*EXERCISE*: Retype, without changing anything, every line of the data from the one containing "Guideline: for each instance of the red brick" down to the one containing "column 579, row 410", including both of those lines.

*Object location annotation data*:
--------------------

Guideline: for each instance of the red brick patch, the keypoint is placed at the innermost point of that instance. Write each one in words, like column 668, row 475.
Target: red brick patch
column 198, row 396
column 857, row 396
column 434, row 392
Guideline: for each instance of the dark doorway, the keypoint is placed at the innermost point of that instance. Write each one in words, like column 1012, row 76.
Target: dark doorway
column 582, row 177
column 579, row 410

--------------------

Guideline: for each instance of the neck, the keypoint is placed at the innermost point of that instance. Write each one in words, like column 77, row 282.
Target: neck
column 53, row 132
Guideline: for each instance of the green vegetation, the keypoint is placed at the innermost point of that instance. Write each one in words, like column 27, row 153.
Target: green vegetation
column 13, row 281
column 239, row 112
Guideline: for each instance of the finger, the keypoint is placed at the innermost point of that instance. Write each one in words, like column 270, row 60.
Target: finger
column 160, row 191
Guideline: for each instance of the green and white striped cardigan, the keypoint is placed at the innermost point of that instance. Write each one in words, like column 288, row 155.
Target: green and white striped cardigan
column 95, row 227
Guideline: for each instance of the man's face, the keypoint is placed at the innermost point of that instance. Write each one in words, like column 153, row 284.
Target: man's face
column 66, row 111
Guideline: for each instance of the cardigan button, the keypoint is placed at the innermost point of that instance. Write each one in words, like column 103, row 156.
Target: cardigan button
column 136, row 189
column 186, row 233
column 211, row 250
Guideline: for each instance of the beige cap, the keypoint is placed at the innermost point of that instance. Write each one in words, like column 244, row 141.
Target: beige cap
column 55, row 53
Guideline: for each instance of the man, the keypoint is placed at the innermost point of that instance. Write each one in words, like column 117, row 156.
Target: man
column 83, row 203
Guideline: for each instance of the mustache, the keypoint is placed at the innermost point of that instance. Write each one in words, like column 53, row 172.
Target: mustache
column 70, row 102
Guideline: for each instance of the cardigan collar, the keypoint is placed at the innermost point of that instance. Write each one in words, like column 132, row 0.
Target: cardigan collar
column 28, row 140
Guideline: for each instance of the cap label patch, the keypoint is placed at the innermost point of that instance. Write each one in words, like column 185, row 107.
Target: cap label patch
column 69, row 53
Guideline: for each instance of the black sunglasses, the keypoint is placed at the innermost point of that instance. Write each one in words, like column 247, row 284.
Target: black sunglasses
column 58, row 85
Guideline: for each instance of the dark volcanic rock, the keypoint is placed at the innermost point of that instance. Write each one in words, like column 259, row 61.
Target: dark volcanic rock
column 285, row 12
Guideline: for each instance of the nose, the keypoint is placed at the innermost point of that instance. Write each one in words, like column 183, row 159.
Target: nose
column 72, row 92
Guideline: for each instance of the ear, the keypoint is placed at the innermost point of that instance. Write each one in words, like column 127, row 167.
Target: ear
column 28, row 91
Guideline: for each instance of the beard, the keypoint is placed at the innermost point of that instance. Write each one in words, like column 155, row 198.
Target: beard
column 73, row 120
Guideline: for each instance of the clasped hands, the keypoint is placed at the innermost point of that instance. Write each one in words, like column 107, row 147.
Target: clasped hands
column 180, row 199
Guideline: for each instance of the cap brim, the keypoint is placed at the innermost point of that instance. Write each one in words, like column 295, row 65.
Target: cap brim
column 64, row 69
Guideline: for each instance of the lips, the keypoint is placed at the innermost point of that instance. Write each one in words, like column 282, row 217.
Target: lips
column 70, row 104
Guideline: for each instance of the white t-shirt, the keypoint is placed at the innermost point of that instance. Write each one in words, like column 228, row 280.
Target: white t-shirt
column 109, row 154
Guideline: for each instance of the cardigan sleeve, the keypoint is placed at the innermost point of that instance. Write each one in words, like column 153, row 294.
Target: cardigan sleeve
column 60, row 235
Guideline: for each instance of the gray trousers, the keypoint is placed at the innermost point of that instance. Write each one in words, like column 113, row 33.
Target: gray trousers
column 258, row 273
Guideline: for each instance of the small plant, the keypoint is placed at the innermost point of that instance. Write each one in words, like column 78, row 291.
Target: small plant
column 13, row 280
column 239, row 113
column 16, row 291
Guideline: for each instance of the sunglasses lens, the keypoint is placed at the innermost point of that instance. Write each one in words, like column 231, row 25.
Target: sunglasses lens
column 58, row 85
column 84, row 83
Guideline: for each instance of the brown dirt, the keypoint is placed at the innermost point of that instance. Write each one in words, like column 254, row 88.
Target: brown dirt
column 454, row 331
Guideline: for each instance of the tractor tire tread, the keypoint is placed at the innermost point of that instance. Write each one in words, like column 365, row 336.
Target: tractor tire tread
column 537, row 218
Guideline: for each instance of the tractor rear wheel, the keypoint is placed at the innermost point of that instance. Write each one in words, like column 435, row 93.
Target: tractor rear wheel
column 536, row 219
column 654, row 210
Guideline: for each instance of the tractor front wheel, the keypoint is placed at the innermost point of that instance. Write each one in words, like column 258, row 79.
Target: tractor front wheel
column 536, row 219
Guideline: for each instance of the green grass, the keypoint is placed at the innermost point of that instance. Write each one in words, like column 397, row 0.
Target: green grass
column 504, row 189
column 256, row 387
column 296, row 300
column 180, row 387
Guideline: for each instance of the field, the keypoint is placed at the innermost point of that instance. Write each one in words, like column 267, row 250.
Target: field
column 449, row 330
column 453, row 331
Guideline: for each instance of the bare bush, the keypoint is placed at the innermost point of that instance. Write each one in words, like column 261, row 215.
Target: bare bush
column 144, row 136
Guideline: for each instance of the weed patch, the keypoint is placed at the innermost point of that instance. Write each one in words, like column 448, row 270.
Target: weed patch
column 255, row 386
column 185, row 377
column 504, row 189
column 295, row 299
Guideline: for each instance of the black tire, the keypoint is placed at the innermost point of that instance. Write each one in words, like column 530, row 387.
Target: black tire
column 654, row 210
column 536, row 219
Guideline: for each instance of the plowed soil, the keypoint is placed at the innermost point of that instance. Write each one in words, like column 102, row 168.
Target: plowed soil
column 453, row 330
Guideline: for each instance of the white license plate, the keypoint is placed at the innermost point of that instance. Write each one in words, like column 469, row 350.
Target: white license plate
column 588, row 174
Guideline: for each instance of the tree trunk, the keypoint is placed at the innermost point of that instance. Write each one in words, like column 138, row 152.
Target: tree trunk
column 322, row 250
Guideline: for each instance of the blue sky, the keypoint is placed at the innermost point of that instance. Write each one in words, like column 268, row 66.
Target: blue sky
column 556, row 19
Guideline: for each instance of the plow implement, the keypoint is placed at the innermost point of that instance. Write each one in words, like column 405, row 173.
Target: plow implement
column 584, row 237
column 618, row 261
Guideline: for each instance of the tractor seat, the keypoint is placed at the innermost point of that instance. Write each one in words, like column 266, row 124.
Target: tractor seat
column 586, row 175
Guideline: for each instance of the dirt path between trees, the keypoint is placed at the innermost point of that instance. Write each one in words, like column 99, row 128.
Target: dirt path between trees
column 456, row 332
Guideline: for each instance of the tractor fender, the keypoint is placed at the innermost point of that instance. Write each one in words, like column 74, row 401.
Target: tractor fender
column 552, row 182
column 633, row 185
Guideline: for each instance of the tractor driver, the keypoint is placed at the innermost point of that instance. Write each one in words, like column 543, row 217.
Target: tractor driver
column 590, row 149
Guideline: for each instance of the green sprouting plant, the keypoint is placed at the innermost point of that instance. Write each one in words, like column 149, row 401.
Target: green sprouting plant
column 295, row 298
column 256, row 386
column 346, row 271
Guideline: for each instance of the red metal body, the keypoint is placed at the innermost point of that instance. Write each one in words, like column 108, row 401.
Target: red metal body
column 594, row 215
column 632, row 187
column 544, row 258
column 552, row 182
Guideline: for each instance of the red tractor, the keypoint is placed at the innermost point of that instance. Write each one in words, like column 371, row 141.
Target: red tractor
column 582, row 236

--------------------

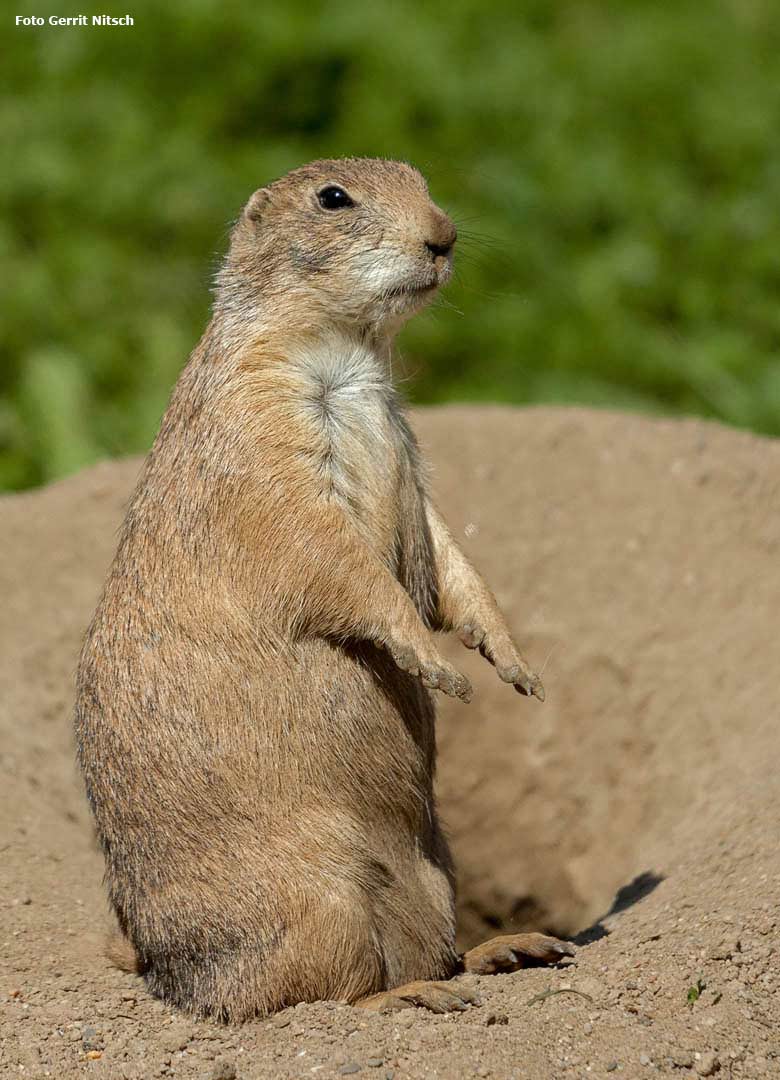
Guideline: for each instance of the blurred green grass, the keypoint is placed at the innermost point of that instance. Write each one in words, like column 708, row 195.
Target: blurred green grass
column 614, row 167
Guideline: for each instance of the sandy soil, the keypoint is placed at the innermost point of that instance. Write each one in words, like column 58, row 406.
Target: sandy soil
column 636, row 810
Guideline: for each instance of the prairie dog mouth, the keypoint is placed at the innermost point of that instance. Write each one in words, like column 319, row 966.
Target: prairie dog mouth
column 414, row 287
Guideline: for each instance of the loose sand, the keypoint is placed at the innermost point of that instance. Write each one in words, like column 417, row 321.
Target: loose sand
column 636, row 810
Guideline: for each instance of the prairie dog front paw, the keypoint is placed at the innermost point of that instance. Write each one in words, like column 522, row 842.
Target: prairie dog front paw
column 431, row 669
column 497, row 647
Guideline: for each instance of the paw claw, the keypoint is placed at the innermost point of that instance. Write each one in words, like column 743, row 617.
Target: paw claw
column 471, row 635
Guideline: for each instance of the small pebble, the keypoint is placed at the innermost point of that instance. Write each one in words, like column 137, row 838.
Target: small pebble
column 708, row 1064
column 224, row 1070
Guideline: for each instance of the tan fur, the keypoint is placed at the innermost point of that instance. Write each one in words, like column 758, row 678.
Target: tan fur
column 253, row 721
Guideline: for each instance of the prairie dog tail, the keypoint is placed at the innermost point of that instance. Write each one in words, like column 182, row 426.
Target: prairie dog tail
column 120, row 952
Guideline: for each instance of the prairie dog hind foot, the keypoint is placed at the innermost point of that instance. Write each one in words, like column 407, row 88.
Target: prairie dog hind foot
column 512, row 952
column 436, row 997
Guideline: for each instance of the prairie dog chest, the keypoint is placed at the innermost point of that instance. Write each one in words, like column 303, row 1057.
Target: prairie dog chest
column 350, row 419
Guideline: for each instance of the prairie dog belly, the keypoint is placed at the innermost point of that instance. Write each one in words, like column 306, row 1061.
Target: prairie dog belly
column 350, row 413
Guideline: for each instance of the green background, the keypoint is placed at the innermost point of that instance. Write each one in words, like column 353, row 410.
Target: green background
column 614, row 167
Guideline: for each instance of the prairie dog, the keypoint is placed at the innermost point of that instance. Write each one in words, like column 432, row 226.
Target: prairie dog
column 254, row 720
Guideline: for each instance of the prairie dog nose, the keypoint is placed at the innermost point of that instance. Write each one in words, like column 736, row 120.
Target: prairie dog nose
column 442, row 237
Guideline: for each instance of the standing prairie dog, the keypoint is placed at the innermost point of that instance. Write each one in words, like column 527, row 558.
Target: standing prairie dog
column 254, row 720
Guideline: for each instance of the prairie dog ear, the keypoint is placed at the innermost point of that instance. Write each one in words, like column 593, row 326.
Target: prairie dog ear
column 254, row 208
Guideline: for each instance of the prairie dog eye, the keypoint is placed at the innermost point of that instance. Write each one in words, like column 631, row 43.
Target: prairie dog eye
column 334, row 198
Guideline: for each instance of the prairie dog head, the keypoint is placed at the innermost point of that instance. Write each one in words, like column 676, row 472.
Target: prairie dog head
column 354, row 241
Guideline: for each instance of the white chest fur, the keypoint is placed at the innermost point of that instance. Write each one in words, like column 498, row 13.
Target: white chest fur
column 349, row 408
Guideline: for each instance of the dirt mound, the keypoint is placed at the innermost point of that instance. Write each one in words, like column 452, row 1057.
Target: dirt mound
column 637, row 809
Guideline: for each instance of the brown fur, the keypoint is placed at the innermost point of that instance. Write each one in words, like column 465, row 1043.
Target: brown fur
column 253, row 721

--------------------

*RESULT FOR THIS TASK*:
Guideline: for each instance of the red brick patch, the keypoint is placed at the innermost point of that instance. Write each one in words, like column 668, row 475.
Target: red brick patch
column 198, row 396
column 857, row 396
column 434, row 392
Guideline: for each instance of the dark doorway, the keypoint is placed at the innermost point of that instance. Write each one in words, like column 1012, row 76.
Target: dark doorway
column 582, row 177
column 579, row 410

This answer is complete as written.